* [GOAL] Find each line in the material below that contains the word "outline", matching case, and copy those lines.

[Dataset items]

## Start

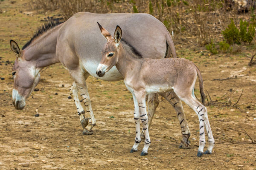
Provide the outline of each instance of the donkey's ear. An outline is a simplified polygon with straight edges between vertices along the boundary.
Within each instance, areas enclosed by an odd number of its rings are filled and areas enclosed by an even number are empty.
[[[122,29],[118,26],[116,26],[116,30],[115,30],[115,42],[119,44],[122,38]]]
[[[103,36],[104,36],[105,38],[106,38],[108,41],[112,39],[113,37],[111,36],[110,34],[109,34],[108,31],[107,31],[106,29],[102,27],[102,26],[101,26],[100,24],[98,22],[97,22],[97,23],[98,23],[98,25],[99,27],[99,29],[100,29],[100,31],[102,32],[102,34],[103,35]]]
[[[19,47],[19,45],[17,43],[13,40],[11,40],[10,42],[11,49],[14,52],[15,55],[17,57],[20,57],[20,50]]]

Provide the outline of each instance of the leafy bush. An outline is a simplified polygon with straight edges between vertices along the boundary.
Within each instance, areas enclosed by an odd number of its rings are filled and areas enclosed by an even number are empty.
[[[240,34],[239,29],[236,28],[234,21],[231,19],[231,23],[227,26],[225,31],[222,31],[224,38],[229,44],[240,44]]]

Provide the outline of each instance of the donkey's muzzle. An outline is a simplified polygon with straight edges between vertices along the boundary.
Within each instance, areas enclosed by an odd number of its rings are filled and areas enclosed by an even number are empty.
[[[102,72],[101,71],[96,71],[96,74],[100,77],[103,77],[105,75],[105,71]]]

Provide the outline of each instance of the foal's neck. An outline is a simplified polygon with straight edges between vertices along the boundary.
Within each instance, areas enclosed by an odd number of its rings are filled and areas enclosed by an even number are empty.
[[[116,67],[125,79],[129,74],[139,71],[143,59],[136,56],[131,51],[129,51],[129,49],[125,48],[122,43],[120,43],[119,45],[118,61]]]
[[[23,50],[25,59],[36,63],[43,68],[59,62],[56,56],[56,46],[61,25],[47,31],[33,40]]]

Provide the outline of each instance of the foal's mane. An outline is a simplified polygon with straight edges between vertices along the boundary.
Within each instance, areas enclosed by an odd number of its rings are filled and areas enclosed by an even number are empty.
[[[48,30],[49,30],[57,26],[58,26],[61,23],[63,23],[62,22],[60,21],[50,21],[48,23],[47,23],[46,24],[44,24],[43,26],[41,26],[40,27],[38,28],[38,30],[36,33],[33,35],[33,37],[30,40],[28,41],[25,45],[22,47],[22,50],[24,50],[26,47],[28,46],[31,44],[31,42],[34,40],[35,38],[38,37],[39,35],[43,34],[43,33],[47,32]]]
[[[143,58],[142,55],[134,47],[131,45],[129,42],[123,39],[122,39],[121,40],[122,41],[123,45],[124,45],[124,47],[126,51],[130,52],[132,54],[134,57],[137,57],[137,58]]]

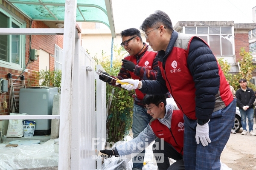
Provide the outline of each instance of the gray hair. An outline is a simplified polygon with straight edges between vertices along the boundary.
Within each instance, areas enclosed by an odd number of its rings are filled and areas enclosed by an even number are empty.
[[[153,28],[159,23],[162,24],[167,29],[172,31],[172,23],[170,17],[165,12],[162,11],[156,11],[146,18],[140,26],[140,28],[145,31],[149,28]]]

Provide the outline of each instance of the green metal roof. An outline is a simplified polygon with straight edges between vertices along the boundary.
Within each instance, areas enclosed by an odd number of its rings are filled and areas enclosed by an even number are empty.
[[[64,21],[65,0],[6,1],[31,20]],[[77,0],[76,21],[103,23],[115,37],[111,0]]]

## End
## Start

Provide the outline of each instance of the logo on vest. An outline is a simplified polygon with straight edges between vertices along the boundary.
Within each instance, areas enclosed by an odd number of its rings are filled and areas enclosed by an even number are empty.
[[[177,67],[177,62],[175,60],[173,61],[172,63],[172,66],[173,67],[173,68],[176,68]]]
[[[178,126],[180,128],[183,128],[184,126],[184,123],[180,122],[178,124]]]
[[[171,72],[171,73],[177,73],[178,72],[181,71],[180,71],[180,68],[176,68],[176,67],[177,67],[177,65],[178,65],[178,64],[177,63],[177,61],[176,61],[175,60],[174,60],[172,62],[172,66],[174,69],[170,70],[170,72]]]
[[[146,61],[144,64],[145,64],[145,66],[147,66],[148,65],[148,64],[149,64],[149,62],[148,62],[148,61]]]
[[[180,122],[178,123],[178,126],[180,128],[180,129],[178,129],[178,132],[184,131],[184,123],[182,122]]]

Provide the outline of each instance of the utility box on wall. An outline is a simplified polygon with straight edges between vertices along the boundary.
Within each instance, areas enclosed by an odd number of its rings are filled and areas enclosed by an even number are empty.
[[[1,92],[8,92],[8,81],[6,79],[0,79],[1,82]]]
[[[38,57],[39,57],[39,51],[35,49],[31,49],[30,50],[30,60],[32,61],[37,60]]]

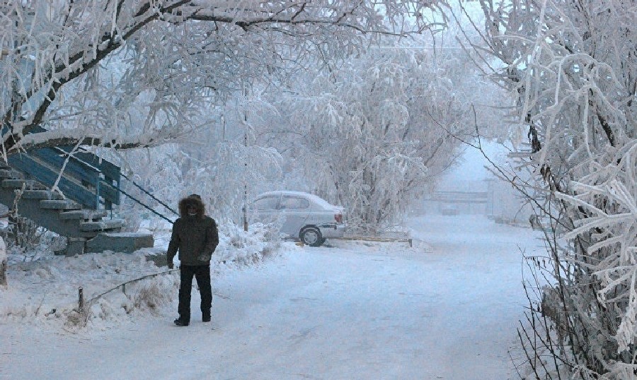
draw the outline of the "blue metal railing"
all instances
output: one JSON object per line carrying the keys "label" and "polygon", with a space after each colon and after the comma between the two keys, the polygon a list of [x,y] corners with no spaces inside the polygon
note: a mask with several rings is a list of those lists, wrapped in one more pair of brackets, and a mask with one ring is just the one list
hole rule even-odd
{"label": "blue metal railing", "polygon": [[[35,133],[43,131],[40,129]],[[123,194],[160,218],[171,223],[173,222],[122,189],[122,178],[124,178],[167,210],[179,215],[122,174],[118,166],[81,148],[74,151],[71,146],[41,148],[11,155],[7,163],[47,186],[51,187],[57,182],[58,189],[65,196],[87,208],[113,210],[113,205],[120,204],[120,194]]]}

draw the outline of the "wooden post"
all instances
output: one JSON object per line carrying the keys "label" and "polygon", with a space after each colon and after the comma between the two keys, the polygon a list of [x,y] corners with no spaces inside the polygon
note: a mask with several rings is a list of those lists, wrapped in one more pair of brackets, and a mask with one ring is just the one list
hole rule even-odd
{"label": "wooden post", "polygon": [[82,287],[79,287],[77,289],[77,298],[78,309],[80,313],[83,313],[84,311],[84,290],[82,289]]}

## End

* [PROBLEM SOLUTION]
Provide the outline of each instance of the donkey's ear. An outline is a simplified polygon with straight edges between vertices along the boundary.
Provide the outline of each instance of the leafy bush. An outline is a simplified polygon with straight edges between vertices along the boundary.
Provide the outline of each instance of the donkey's muzzle. An outline is a simplified polygon with straight edges between vertices along the boundary.
Provide the outline of each instance of the foal's neck. An outline is a simplified polygon with straight edges between vertices along the boundary.
Provide the outline of each instance of the foal's mane. An outline is a simplified polygon with straight edges between vertices along the boundary.
Provide the outline of each instance of the gray hair. An outline is a simplified polygon with straight edges between vertices along the boundary.
Provide the outline of each instance of the green metal roof. An outline is a simplified polygon with straight edges between vertices along the boundary.
Provide the outline of each instance of the logo on vest. An outline is a simplified polygon with straight edges between vertices along the boundary.
Provide the outline of each instance of the utility box on wall. An outline is a simplified polygon with straight edges between vertices along the boundary.
draw the outline of the "blue metal railing"
draw the outline of the "wooden post"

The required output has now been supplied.